- **STATED EXERCISE**: Output only the span of lines that begins at the line containing "Point to the stage" and ends at the last line of the data, both included, exactly as they appear.

......

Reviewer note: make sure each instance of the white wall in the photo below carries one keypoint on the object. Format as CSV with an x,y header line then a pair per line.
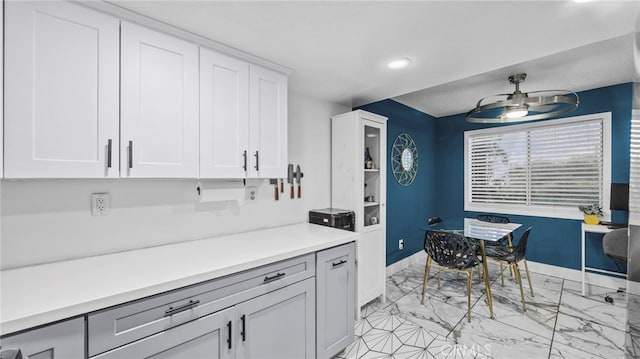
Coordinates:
x,y
50,220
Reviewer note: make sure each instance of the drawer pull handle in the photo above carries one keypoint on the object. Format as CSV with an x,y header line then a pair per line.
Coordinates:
x,y
182,308
130,154
109,147
274,277
257,161
339,263
244,156
243,333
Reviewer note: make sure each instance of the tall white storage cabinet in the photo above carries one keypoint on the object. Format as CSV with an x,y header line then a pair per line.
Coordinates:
x,y
61,91
360,185
159,104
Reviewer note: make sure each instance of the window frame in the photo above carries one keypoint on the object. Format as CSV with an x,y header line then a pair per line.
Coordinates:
x,y
542,211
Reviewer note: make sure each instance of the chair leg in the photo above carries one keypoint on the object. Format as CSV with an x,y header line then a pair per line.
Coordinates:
x,y
516,270
509,240
469,277
526,268
426,277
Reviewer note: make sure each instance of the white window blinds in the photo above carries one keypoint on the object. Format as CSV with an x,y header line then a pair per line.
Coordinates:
x,y
552,164
634,170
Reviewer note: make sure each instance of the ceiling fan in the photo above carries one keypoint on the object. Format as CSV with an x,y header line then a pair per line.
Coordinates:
x,y
521,106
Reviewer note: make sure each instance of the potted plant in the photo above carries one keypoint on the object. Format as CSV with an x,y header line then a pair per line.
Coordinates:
x,y
592,213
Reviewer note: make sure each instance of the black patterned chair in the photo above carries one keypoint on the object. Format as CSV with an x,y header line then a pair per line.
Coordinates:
x,y
512,256
453,252
490,247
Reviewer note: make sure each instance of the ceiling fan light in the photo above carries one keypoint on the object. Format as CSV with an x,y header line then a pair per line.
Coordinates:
x,y
516,112
520,106
399,63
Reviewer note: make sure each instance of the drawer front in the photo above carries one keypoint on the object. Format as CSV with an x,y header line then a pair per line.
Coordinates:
x,y
114,327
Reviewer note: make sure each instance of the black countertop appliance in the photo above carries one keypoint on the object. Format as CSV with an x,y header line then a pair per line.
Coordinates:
x,y
334,217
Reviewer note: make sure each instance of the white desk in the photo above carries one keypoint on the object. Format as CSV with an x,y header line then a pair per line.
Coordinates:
x,y
594,228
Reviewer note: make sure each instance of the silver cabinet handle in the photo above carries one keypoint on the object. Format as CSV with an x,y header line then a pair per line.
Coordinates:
x,y
274,277
130,154
11,354
257,158
335,264
109,148
245,161
181,308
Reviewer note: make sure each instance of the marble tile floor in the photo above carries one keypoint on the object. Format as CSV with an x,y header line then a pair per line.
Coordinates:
x,y
558,323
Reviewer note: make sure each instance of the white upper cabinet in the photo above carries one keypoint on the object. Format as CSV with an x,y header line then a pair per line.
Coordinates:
x,y
61,91
159,105
243,119
268,123
224,116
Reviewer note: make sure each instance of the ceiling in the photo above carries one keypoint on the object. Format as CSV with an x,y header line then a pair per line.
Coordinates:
x,y
460,50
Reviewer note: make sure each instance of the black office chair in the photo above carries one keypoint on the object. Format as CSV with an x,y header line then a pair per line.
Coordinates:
x,y
502,242
615,246
453,252
513,255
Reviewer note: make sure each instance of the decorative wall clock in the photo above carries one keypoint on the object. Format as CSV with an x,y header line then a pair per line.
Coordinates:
x,y
404,159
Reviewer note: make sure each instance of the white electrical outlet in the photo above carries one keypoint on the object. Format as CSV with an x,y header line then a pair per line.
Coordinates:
x,y
100,204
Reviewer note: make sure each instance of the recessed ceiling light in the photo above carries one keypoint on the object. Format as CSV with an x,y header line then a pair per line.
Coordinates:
x,y
399,63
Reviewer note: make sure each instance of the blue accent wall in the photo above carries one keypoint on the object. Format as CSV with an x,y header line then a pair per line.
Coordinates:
x,y
438,188
408,207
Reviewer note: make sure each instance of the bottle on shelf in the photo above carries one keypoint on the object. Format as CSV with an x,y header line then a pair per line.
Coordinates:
x,y
368,160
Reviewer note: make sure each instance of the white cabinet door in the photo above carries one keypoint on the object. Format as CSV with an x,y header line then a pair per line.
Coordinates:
x,y
210,337
159,105
61,96
268,123
280,324
61,340
336,299
224,116
371,265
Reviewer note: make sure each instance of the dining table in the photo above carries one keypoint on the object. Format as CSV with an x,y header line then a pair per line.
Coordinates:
x,y
480,231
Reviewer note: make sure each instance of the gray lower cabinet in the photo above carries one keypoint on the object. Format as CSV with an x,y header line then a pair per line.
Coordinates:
x,y
336,284
209,337
60,340
267,312
279,325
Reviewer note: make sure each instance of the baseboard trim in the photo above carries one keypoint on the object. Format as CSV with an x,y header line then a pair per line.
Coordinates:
x,y
417,258
537,267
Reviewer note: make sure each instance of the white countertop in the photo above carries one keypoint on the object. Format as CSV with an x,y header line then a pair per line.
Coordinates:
x,y
41,294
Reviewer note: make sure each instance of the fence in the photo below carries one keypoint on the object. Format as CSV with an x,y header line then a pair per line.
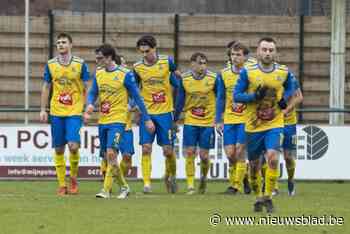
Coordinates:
x,y
178,35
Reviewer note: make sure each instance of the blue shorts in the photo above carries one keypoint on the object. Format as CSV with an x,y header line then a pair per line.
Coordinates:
x,y
163,124
234,134
289,132
196,135
127,143
65,129
110,136
259,142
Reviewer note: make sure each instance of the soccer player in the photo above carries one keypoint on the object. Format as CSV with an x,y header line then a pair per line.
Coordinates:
x,y
197,96
290,130
112,85
154,73
68,76
234,119
264,87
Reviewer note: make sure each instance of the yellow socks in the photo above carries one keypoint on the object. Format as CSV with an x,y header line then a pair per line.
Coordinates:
x,y
270,181
170,165
241,169
74,164
146,169
291,169
60,165
108,181
103,167
124,167
231,174
204,167
118,174
255,182
190,171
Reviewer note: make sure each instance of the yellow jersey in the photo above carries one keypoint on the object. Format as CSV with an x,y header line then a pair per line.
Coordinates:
x,y
155,84
234,112
200,99
113,95
264,114
68,89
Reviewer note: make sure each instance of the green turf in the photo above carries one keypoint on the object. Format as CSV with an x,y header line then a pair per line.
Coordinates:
x,y
32,207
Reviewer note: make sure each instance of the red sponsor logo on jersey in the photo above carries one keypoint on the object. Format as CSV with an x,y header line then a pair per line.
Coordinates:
x,y
65,99
238,107
105,107
198,111
158,97
266,114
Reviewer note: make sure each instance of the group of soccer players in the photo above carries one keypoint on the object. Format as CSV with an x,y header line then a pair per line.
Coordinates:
x,y
251,103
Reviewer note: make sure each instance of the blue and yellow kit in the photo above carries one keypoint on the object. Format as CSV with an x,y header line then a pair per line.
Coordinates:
x,y
264,114
113,89
67,86
156,84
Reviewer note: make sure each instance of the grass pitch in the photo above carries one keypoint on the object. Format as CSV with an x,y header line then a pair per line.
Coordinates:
x,y
33,207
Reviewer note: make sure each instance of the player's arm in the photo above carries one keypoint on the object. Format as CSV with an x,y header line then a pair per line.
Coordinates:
x,y
220,103
240,91
91,99
85,76
296,98
45,92
130,85
180,101
289,90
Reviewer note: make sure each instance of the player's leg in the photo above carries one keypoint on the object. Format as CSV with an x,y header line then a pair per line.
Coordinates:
x,y
206,142
241,167
73,125
190,141
165,138
289,150
102,135
273,140
255,146
113,170
58,143
127,150
230,151
146,140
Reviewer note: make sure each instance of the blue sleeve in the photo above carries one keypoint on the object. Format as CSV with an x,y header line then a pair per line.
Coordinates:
x,y
174,81
172,65
220,98
47,74
85,73
180,101
240,92
93,92
131,86
289,87
137,77
132,103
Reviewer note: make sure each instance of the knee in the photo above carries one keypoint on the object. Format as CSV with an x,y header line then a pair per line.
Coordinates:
x,y
59,150
73,148
111,156
127,160
190,152
168,151
146,149
254,166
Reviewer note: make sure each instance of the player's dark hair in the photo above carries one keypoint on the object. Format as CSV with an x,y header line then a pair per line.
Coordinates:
x,y
146,40
240,46
196,55
267,39
65,35
117,59
108,50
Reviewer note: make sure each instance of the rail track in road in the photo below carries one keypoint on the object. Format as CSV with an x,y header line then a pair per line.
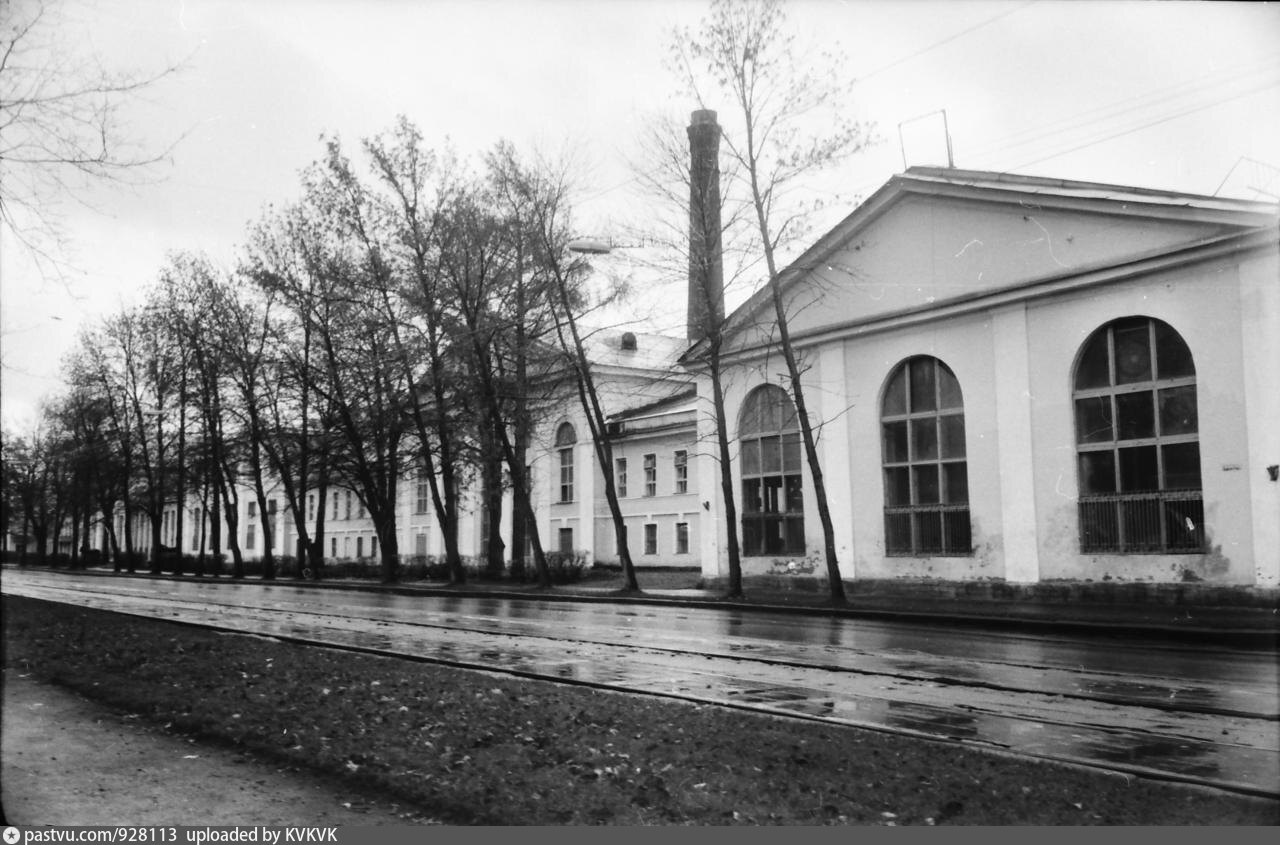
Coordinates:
x,y
1205,716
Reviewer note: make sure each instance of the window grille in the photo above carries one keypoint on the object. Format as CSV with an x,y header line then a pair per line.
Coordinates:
x,y
1137,434
926,471
772,479
565,439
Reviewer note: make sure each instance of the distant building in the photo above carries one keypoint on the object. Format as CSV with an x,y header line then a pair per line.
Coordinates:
x,y
1013,378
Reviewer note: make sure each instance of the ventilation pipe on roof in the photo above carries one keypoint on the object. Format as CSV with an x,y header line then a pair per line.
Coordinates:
x,y
705,264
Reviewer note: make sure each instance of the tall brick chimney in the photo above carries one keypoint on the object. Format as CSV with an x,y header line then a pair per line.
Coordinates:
x,y
705,264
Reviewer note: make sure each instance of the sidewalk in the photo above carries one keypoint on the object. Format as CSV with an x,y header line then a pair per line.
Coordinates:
x,y
1189,612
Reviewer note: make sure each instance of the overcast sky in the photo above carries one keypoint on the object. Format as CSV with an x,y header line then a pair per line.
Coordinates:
x,y
1165,95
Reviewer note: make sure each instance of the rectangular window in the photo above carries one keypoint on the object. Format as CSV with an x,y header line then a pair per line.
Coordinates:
x,y
423,493
567,475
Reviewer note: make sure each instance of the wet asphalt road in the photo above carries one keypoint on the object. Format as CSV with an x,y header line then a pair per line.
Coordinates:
x,y
1203,715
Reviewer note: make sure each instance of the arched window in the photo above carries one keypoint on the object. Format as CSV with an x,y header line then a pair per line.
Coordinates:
x,y
1137,438
565,439
772,482
926,473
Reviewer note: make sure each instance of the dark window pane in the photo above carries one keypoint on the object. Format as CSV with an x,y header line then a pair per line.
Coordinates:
x,y
1182,466
955,533
1138,469
1142,530
897,533
771,455
1097,473
771,410
1133,351
1095,366
775,542
795,494
928,533
1100,528
897,488
753,542
771,492
1136,415
750,420
1178,411
1093,419
924,439
926,484
566,435
1173,357
1184,524
952,435
790,421
794,528
895,442
895,396
790,452
923,391
956,478
949,389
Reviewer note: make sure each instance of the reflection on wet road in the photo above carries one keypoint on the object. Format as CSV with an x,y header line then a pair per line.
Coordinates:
x,y
1201,715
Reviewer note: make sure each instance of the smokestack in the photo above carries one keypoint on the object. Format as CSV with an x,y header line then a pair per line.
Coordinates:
x,y
705,266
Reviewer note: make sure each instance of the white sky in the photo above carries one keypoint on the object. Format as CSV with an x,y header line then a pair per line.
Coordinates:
x,y
1165,95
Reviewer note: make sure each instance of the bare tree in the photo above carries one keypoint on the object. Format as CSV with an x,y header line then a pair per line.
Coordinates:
x,y
681,170
744,53
545,187
62,122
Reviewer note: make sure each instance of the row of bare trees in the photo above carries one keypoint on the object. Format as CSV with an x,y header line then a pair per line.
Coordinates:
x,y
408,316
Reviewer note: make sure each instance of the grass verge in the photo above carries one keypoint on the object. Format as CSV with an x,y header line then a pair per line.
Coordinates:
x,y
480,748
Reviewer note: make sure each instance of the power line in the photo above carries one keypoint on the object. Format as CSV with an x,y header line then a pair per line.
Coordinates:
x,y
944,41
1153,123
1125,108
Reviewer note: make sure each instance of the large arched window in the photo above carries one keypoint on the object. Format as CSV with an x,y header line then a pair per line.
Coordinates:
x,y
772,482
1137,438
926,473
565,441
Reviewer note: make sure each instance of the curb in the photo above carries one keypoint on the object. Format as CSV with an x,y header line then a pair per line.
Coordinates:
x,y
1253,638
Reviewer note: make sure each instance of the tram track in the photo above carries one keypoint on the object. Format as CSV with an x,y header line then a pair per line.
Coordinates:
x,y
1207,747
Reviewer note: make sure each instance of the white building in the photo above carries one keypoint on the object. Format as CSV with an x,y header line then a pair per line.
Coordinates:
x,y
1019,379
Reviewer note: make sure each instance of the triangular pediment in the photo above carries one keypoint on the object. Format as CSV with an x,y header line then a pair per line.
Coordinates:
x,y
932,237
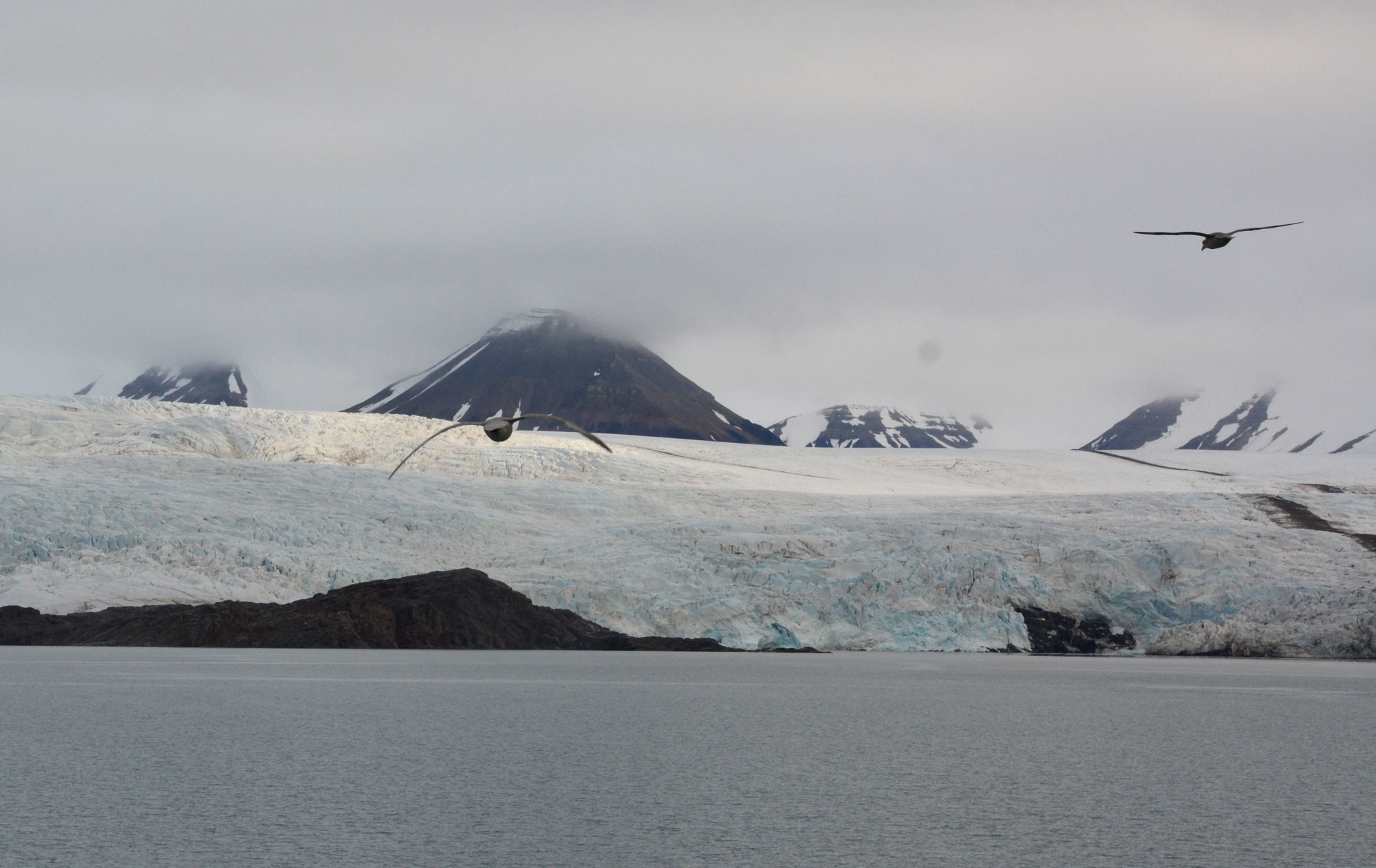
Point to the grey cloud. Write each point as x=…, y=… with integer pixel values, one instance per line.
x=786, y=202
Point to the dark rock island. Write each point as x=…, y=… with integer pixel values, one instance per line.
x=449, y=610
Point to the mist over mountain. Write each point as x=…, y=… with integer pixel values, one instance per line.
x=546, y=361
x=861, y=427
x=192, y=384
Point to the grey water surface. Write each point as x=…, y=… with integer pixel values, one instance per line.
x=210, y=757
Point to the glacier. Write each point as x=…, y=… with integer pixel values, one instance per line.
x=115, y=503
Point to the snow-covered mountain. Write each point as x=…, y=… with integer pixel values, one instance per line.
x=193, y=384
x=548, y=362
x=1265, y=423
x=858, y=426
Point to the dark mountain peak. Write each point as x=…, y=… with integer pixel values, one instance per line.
x=859, y=426
x=547, y=361
x=1148, y=423
x=1236, y=430
x=193, y=384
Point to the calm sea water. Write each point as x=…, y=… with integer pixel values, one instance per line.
x=164, y=757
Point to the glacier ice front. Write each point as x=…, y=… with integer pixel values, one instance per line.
x=108, y=501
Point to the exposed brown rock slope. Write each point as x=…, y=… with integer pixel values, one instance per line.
x=449, y=610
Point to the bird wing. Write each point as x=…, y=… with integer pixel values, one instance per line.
x=427, y=441
x=566, y=424
x=1265, y=228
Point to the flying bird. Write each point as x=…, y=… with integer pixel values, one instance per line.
x=1217, y=240
x=500, y=428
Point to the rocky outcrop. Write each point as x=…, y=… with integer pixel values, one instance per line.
x=1062, y=633
x=193, y=384
x=449, y=610
x=550, y=362
x=1147, y=424
x=858, y=426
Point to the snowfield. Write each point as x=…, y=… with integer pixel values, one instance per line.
x=111, y=503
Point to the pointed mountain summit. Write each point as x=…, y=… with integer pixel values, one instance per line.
x=857, y=426
x=193, y=384
x=548, y=362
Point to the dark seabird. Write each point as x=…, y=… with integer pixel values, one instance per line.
x=500, y=428
x=1217, y=240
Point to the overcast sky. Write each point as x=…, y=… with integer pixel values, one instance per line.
x=928, y=206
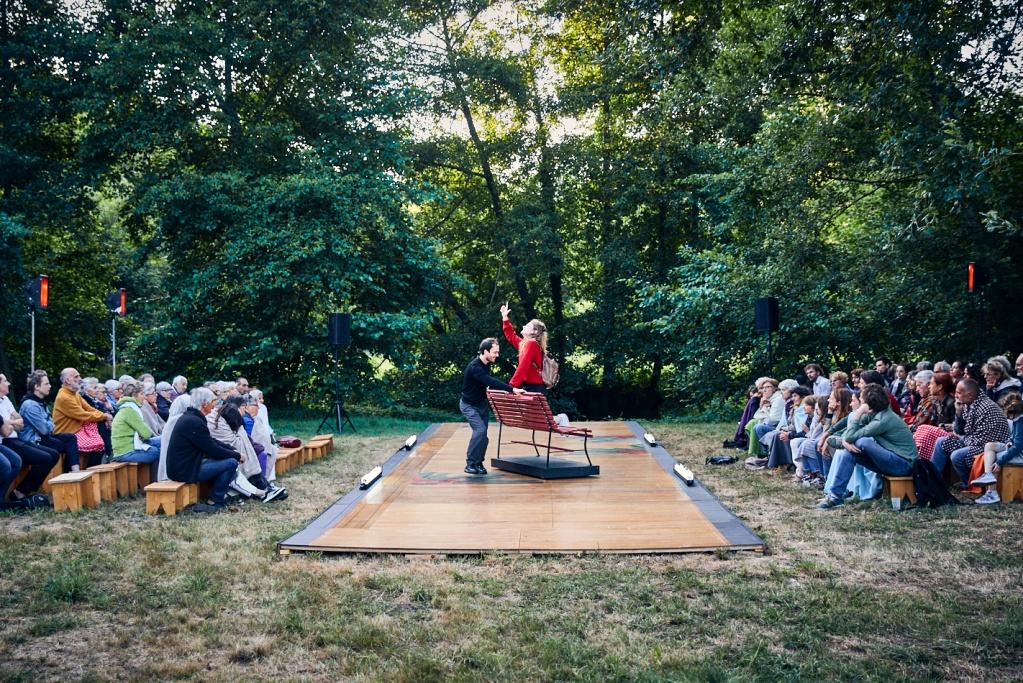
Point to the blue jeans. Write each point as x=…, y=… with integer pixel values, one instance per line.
x=10, y=465
x=874, y=456
x=477, y=416
x=222, y=473
x=147, y=456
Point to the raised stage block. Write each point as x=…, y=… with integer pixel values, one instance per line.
x=75, y=491
x=530, y=465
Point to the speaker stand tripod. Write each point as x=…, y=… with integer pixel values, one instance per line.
x=337, y=410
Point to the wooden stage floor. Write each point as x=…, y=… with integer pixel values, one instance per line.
x=424, y=503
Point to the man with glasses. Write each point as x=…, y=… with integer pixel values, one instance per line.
x=192, y=455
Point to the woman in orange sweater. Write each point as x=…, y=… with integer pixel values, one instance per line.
x=532, y=346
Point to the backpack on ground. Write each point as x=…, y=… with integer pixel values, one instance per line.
x=930, y=486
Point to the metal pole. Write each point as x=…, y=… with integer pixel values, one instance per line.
x=114, y=347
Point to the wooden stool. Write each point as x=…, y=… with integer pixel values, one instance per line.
x=899, y=489
x=1011, y=483
x=107, y=486
x=75, y=491
x=170, y=496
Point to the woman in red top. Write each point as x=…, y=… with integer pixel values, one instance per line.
x=532, y=347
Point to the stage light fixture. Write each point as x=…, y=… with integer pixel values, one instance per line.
x=370, y=476
x=684, y=473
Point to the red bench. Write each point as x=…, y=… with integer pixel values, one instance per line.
x=531, y=411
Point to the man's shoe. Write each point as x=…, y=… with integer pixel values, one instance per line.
x=989, y=498
x=830, y=502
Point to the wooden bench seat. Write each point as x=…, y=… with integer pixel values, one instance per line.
x=75, y=491
x=531, y=411
x=1011, y=483
x=171, y=497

......

- **FINAL RESULT**:
Point to the stage light fixture. Write each point as x=…, y=… with integer pixel values, one instance per line.
x=370, y=476
x=684, y=473
Point to the red bench. Write each point as x=…, y=… with integer pixel values, one instance per line.
x=531, y=411
Point to the man's shoe. Write each point as x=…, y=… with integer pixel values, one instance per line.
x=989, y=498
x=830, y=502
Point to the wooden bench seat. Write each point as x=…, y=… with integer pixel values, one instance per line.
x=75, y=491
x=531, y=411
x=1011, y=483
x=171, y=497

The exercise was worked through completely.